Data for this task:
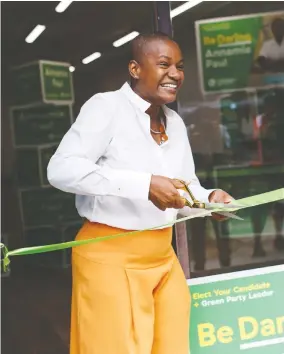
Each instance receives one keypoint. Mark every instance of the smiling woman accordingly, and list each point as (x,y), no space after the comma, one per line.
(120,159)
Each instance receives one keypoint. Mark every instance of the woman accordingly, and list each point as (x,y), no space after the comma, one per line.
(121,158)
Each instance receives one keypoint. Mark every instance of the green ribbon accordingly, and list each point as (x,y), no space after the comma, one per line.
(252,201)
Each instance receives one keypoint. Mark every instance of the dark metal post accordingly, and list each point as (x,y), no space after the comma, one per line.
(163,23)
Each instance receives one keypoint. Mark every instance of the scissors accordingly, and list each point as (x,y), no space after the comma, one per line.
(209,206)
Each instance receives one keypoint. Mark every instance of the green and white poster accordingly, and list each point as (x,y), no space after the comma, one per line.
(240,52)
(241,312)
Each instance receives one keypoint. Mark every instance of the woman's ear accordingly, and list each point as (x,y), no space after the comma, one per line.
(134,69)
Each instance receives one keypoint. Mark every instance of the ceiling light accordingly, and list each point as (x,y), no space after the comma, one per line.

Exercise directions:
Please lay out the data above as a numbered list, one item per line, skipping any blank lines. Leave the pictures out of your answer.

Task response:
1. Each instance receives one keypoint. Mark every instance of the smiling woman accordingly, and list each point as (x,y), no space after the comma, one per line.
2. (120,159)
3. Each instance receives one keypoint. Mark every instance of the woman accordingly, and list each point as (x,y), no space after the comma, one per line.
4. (121,158)
5. Each instance receives one keypoint. Mark every instance of the green ribbon accordingly, and list each point as (x,y), no space after the comma, one per line.
6. (252,201)
7. Each instance receives one keypoint. Mark every instance of the dark metal post accordingly, and list each point as (x,y), no space after the comma, one per line.
8. (163,23)
9. Each instance receives one keypoint. Mark every instance of the scissors accordingly, and list each point as (x,y), no space after the comma, one per line.
10. (209,206)
11. Each instance receives one keypoint. Mark every instance of the green and white poster accordingly, and list each point as (x,y), no space after the comma, one per line.
12. (240,52)
13. (241,312)
14. Each instance receives one keypoint. Mark every instance of the woman's ear accordingly, and list each point as (x,y), no space after the comma, one per line.
15. (134,69)
16. Each instance receives one keypoint. Mark every instance of the ceiling light accordingly, and list each point as (x,y), no space after the comma, one per line.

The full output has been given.